**What to do:** Every record is to be printed exactly as it appears.

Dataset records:
================================

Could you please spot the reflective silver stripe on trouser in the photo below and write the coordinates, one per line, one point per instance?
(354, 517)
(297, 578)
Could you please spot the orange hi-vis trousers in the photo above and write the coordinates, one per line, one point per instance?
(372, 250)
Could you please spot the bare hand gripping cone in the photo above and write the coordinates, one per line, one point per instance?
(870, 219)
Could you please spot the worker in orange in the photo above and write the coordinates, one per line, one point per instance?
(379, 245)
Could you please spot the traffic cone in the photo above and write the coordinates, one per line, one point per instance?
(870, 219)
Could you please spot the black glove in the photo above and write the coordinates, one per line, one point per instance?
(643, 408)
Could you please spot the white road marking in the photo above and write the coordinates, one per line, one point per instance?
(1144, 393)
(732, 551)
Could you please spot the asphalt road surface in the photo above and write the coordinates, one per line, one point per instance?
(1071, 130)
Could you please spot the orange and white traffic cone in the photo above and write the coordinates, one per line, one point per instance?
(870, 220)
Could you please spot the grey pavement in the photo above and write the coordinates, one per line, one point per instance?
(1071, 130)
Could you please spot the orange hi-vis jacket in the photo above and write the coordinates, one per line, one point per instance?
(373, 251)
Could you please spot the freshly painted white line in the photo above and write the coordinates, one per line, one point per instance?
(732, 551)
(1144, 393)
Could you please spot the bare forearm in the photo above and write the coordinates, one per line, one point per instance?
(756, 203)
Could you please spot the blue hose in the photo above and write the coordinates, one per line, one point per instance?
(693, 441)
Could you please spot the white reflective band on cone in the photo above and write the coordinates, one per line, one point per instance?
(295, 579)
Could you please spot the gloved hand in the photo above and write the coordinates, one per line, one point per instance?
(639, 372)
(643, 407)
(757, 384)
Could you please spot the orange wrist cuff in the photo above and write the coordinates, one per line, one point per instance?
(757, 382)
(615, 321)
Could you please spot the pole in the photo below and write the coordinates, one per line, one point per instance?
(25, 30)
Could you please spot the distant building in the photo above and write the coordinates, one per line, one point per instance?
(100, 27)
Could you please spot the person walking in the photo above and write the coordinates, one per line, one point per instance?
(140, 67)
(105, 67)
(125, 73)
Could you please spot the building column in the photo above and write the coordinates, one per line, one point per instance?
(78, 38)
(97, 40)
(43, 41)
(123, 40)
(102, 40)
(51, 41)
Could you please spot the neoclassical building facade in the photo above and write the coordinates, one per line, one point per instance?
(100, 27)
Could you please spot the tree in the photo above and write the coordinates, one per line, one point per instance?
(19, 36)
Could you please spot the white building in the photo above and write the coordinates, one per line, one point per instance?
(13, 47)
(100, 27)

================================

**Problem solution:**
Could you please spot the reflective silver stripe on trouser in the photo below and write the coordinates, one per line, one point per instance?
(354, 517)
(297, 578)
Could you please spot the orange hi-vis trousers in the photo above and write the coordinates, one per line, one point per instance?
(372, 250)
Could you please spot the bare hand gripping cone in the photo above and write the coordinates, one per line, one point per instance?
(870, 219)
Could you please spot the worker in orange in the photo above and write the coordinates, one per line, one point per instance?
(379, 245)
Could you please spot the traffic cone in the photo above and write the coordinates, one per line, one point per instance?
(870, 219)
Could you please spot the black glove in the photo above and write the coordinates, one per line, one point per instance?
(643, 408)
Could you please spot the white road marking in the photo above and write the coordinates, one per line, one point per instance?
(1144, 393)
(732, 551)
Could you please spot the asphalt road surface in the photo above and write the coordinates, one per line, one point per instance?
(1071, 130)
Could you please spot the orange and white traffic cone in the photo above and write the coordinates, one per line, one point per instance?
(870, 220)
Could you please spot the grey pavement in the photo above and write the coordinates, one per line, one point per instance?
(1071, 130)
Could you please spot the orange hi-vis jacket in the photo above and write the coordinates, one per line, one point per instance?
(373, 251)
Could you please spot the freshly painted white line in the photo above and write the coordinates, one per line, one point per instance?
(732, 551)
(1144, 393)
Could you please spot the bare forearm in the photo above and write the coordinates, one per line, one point per instance?
(756, 203)
Could you please spot the blue hose in the photo above and write the coordinates, one per line, one point per instance?
(693, 441)
Could you please spot the white reflective band on cone in the photo above and write the coordinates, one per line, one point per instance?
(295, 579)
Could you please spot the gloved hand in the photo above and write the coordinates, one per line, one point per instance?
(639, 372)
(643, 407)
(757, 384)
Could you please spot the orange wrist cuff in the photo above and write the coordinates, one per line, one point per instance?
(757, 382)
(615, 321)
Could you please spot the pole in the photo below and write the coordinates, one per line, one point per instance?
(25, 30)
Could you please spot the distant building in the photo above and write the coordinates, one per line, one point per instance?
(100, 27)
Could you please spot the person walking in the photo above and write the coordinates, one per line, one point per instance?
(140, 67)
(105, 67)
(125, 73)
Could you please spot the building column in the photo above and write the coordinates, one per line, one point per instance?
(78, 38)
(97, 40)
(43, 41)
(123, 40)
(102, 40)
(51, 41)
Could you please spot the neoclassical building facade in the photo above and write the coordinates, one per line, one point per instance?
(100, 27)
Could you please spot the tree in the photo above and write the coordinates, one per line, one point per instance?
(19, 36)
Could you please spot the white building in the photo above and write the coordinates, one per line, one point per instance?
(13, 47)
(100, 27)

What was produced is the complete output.